### [What you should do]
Set down word for word the lines that begin the entries and run through the line containing "Mark the region of every instance of the dark green". Give nothing further.

(Data to use)

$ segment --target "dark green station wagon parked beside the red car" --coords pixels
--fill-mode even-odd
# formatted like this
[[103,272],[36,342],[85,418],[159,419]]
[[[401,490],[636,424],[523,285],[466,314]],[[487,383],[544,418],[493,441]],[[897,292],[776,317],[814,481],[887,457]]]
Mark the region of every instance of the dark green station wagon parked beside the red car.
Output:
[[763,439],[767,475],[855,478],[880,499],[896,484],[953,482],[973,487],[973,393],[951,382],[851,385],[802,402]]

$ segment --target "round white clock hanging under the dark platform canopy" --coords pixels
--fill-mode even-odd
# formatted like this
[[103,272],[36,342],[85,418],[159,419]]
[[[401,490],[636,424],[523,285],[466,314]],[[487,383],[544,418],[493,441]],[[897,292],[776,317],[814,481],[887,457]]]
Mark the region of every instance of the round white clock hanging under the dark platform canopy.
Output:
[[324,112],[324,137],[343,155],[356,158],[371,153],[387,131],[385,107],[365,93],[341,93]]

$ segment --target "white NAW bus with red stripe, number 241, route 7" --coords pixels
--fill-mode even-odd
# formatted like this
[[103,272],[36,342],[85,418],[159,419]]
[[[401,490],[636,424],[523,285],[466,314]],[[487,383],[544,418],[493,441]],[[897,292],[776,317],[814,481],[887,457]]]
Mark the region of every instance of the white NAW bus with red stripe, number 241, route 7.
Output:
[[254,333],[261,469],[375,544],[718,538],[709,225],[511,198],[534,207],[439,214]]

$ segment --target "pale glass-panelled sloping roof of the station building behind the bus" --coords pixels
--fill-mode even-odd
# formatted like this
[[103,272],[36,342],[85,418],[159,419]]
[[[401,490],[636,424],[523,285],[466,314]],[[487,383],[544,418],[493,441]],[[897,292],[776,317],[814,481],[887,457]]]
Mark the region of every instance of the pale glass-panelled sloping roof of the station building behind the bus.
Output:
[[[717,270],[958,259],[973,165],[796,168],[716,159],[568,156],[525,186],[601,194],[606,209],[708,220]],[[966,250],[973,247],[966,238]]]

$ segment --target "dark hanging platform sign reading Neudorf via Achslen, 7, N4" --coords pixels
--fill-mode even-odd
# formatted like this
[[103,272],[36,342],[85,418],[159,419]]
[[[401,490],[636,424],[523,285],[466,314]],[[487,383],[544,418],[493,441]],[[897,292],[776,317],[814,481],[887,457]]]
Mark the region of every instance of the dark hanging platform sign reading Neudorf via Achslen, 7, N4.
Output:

(End Data to use)

### [Solution for this problem]
$ segment --target "dark green station wagon parked beside the red car" --coords pixels
--fill-mode even-odd
# formatted like this
[[103,272],[36,342],[85,418],[159,419]]
[[[401,490],[636,424],[523,285],[466,314]],[[487,383],[544,418],[493,441]],[[897,292],[776,317],[814,481],[887,457]]]
Mark the region of every instance of the dark green station wagon parked beside the red car.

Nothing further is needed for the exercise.